La consigna | Reproduce sin ningún cambio cada línea de todos los ítems que aparecen a continuación.

Fragmentos de datos |
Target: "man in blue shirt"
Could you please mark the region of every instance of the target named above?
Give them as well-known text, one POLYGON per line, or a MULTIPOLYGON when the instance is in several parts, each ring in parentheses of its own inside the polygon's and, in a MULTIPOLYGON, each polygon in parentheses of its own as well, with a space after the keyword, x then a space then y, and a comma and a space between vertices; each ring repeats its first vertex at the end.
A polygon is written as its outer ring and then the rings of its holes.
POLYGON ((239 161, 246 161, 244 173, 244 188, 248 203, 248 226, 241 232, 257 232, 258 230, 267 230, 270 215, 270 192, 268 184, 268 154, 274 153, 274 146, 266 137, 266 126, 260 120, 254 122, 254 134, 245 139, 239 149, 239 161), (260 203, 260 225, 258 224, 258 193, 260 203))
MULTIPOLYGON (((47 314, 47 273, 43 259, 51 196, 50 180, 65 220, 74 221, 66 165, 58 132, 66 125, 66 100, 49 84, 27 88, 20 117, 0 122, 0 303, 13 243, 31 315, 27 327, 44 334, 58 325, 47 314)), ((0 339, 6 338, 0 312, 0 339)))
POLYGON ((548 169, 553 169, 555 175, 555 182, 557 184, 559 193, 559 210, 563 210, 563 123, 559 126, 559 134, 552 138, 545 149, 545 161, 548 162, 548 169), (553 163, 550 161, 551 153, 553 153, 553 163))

Respuesta correcta |
Target: "man in blue shirt"
Could you please mark the region of every instance of the target named above?
Give them as well-known text, one POLYGON per line, or a MULTIPOLYGON when the instance is in several parts, each ring in parentheses of its own inside the polygon's and, in a MULTIPOLYGON, each polygon in parentheses of its own as well, with a space after the keyword, x then a space then y, and a comma and a space between vertices; each ring repeats its first vertex at the end.
A polygon is written as its outer ring and then the rings of its holes.
POLYGON ((239 161, 246 161, 244 173, 244 188, 248 203, 248 226, 241 232, 257 232, 258 230, 267 230, 270 215, 270 192, 268 184, 268 154, 274 153, 274 146, 266 137, 266 126, 260 120, 254 122, 254 134, 245 139, 239 149, 239 161), (260 203, 260 225, 258 224, 258 193, 260 203))
MULTIPOLYGON (((47 314, 47 273, 43 259, 51 196, 50 180, 65 220, 74 221, 66 165, 58 132, 66 125, 66 100, 49 84, 27 88, 20 117, 0 122, 0 303, 13 243, 31 315, 27 327, 44 334, 58 325, 47 314)), ((0 339, 6 338, 0 312, 0 339)))
POLYGON ((548 169, 553 169, 555 175, 555 182, 557 184, 559 193, 559 210, 563 210, 563 123, 559 126, 559 134, 552 138, 545 149, 545 161, 548 162, 548 169), (553 163, 550 161, 551 153, 553 153, 553 163))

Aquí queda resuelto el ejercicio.